Given task: Print the listing below verbatim, but leave out the pictures.

Given entries:
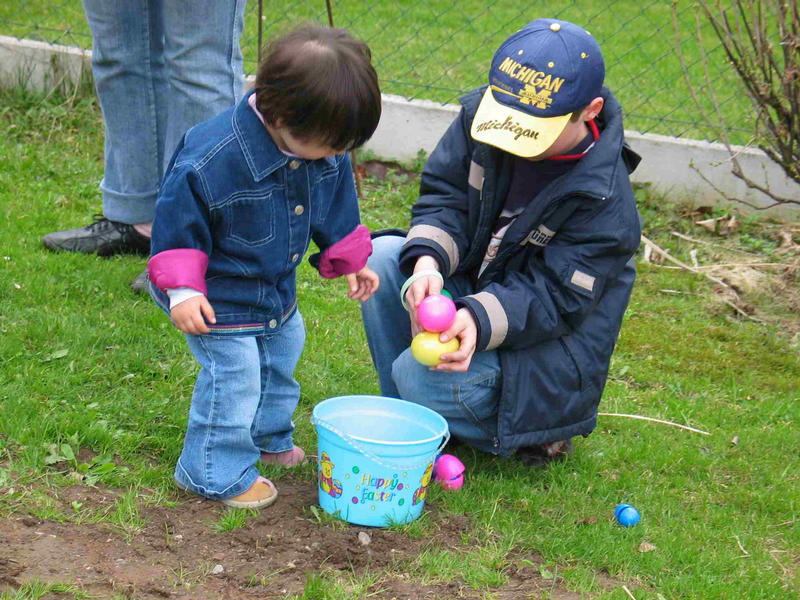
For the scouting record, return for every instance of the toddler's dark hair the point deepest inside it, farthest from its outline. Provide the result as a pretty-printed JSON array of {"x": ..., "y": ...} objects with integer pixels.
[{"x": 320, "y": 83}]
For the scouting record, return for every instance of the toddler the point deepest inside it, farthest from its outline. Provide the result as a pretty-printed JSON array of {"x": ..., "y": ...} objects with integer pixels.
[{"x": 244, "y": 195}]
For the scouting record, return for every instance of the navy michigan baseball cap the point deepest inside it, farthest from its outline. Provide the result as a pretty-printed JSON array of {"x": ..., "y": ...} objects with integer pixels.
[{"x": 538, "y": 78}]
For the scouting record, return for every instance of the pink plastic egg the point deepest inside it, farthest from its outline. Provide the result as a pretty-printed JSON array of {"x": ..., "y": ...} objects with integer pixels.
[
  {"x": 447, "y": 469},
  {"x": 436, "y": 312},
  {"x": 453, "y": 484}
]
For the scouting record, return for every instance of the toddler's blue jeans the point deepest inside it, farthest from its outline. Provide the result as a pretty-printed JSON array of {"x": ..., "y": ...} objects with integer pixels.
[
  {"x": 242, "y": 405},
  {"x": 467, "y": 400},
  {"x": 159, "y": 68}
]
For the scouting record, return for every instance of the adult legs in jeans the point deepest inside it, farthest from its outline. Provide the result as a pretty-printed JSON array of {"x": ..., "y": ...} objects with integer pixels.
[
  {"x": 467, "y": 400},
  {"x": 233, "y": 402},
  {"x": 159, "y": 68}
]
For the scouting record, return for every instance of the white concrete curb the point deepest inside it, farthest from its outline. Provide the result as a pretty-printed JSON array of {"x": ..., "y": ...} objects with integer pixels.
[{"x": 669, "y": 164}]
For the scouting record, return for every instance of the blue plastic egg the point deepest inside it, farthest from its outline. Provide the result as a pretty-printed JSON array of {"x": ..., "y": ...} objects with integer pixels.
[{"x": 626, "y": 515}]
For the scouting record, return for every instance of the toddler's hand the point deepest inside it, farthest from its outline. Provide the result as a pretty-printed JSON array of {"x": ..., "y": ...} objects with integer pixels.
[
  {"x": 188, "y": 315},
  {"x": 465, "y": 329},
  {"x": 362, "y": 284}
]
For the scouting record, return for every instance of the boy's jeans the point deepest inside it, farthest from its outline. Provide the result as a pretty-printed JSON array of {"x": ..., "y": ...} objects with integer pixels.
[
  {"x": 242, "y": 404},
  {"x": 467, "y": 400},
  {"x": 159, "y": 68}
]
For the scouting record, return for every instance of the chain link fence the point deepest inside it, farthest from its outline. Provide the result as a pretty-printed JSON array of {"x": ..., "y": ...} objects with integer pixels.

Answer below:
For the scouting record, return for every instance of the toddler's dark hair the point deepest inside it, farthest from its outline. Provide the result as a pretty-printed JSON array of {"x": ..., "y": ...} objects with integer pixels.
[{"x": 320, "y": 83}]
For the scouting record, return for every instance of the toddler the point deepest inside it, farthest from its outline. Provide the result as a pretty-printed JSON array of {"x": ..., "y": ...} objects with integer pixels.
[{"x": 244, "y": 195}]
For the scouting record, return for every instance of the navy michigan baseball cap the point deepest inside it, farthest from its outline. Provide the result as a pretty-printed JSON array of {"x": ..., "y": ...} objects with integer pixels.
[{"x": 538, "y": 78}]
For the scouting record, return for every instance of the pink plastic egg the point deepest inside it, farthest from its outline. Provide the result as a pretty-printed JSON array of {"x": ..., "y": ...} objects with integer pixels.
[
  {"x": 447, "y": 469},
  {"x": 436, "y": 312},
  {"x": 453, "y": 484}
]
For the scouting record, return for every instance of the toddler's blue jeans the point deepest inside it, farthest from its outline. Provide the result as a pretty-printed JSON array of {"x": ..., "y": ...} objects with integer pixels.
[
  {"x": 242, "y": 405},
  {"x": 467, "y": 400},
  {"x": 159, "y": 68}
]
For the scouting record, return for every instance of the adult legs in jeans the point deepest inside it, farthest from its outline. Provide the result as a pretty-printed JSON array of {"x": ..., "y": ...} objects with integer pixels.
[
  {"x": 467, "y": 400},
  {"x": 233, "y": 402},
  {"x": 159, "y": 68}
]
For the scouting record, return for every instance of the white concrete curb the point deepest inside it, farthest from its outline. Provide the result as a pretty-printed JSON array of {"x": ..., "y": ...} objects with integer pixels.
[{"x": 669, "y": 164}]
For the scouting record, return for every instance of the blue plastic egg the point deepest inside it, farthest from its outline. Provide the result as a pretty-printed JSON array of {"x": ..., "y": ...} objects with integer pixels.
[{"x": 626, "y": 515}]
For the scouting record, return for every instance of the toddler's hand the point deepest inside it, farthest from its outline. Provide the result as a pretty-printed JSON array of {"x": ..., "y": ...} objects with integer pixels.
[
  {"x": 188, "y": 315},
  {"x": 465, "y": 329},
  {"x": 362, "y": 284}
]
For the scouting record, return for every instance of the boy's jeans the point deepest inside it, farthest from its outline. Provide the result as a pretty-printed JSON array of {"x": ..., "y": ...} objects with integer pixels.
[
  {"x": 242, "y": 404},
  {"x": 467, "y": 400},
  {"x": 159, "y": 68}
]
For the scouting record, return for every instance of the chain link fence the point deepest inside it, farthest from its outline. Provide the result as a pretty-printed JSON array of {"x": ..., "y": ...} objects with integer pixels.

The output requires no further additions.